▸ Data shown

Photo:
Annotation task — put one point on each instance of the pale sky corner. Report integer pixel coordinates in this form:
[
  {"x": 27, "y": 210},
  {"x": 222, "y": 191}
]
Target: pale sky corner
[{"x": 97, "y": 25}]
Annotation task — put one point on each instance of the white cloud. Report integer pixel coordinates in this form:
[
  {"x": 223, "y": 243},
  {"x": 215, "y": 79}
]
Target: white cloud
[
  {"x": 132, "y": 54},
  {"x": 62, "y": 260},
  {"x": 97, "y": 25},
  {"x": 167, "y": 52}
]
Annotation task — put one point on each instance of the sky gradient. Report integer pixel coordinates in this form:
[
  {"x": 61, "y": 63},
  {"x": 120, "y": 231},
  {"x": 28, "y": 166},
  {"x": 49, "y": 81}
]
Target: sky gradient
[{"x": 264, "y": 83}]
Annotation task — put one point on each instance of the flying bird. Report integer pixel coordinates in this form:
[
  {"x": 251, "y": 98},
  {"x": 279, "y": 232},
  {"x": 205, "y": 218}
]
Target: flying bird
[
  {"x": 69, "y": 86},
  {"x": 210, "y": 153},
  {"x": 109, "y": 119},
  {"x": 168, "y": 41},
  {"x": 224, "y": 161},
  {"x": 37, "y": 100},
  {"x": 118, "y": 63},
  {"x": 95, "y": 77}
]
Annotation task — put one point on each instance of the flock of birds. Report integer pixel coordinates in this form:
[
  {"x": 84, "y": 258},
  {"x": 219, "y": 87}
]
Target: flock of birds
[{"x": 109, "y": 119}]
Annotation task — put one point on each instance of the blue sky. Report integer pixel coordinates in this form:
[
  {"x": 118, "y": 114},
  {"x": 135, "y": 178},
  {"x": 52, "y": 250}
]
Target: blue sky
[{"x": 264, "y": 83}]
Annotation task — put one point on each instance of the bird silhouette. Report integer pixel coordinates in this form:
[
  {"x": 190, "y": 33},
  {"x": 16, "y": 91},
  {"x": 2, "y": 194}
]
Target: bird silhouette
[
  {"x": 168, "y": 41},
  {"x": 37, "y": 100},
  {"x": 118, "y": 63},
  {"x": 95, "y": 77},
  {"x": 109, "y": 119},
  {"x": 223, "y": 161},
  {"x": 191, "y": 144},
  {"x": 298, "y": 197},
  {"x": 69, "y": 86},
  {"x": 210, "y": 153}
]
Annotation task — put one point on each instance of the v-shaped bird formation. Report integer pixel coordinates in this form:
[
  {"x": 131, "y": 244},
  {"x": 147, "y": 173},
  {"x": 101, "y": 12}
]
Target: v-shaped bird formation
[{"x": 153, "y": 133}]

▸ Instruction
Copy every one of the records above verbatim, leaving nothing out.

▸ Response for this exercise
Photo:
Annotation task — put one point on each instance of the pale sky corner. Report integer pixel coordinates in this form:
[
  {"x": 27, "y": 210},
  {"x": 222, "y": 191}
]
Target: pale sky corner
[{"x": 97, "y": 25}]
Annotation task — put one point on each instance of the white cloud. Report integer pixel coordinates in this form:
[
  {"x": 223, "y": 243},
  {"x": 215, "y": 79}
]
Target: white cloud
[
  {"x": 132, "y": 54},
  {"x": 62, "y": 260},
  {"x": 97, "y": 25},
  {"x": 167, "y": 52}
]
Annotation task — put one point on each instance of the sky gradient. Report integer pixel coordinates in this form:
[
  {"x": 61, "y": 63},
  {"x": 120, "y": 231},
  {"x": 28, "y": 166},
  {"x": 49, "y": 81}
]
Target: sky gradient
[{"x": 264, "y": 83}]
Annotation task — put one point on each instance of the flying bird. Report integer pixel coordinates in this form:
[
  {"x": 251, "y": 98},
  {"x": 279, "y": 232},
  {"x": 205, "y": 218}
]
Target: flying bird
[
  {"x": 69, "y": 86},
  {"x": 210, "y": 153},
  {"x": 109, "y": 119},
  {"x": 168, "y": 41},
  {"x": 224, "y": 161},
  {"x": 37, "y": 100},
  {"x": 118, "y": 63},
  {"x": 95, "y": 77}
]
Annotation task — put one point on each instance of the flock of birds. Report integer pixel coordinates in this form:
[
  {"x": 84, "y": 258},
  {"x": 219, "y": 87}
]
Target: flock of birds
[{"x": 109, "y": 119}]
Annotation task — put one point on each instance of the blue sky. Report integer pixel coordinates in this form:
[
  {"x": 118, "y": 114},
  {"x": 135, "y": 178},
  {"x": 52, "y": 250}
]
Target: blue sky
[{"x": 264, "y": 83}]
Annotation task — put one point on each instance of the bird silhouette. Report integer pixel coordinates in this form:
[
  {"x": 190, "y": 33},
  {"x": 16, "y": 91},
  {"x": 2, "y": 194}
]
Target: bird silhouette
[
  {"x": 168, "y": 41},
  {"x": 37, "y": 100},
  {"x": 118, "y": 63},
  {"x": 95, "y": 77},
  {"x": 109, "y": 119},
  {"x": 223, "y": 161},
  {"x": 191, "y": 144},
  {"x": 298, "y": 197},
  {"x": 69, "y": 86},
  {"x": 210, "y": 153}
]
Annotation task — put one point on each instance of the v-shaped bird formation. Report integer pixel coordinates in this form:
[
  {"x": 131, "y": 244},
  {"x": 147, "y": 173},
  {"x": 101, "y": 12}
]
Target: v-shaped bird formation
[{"x": 153, "y": 133}]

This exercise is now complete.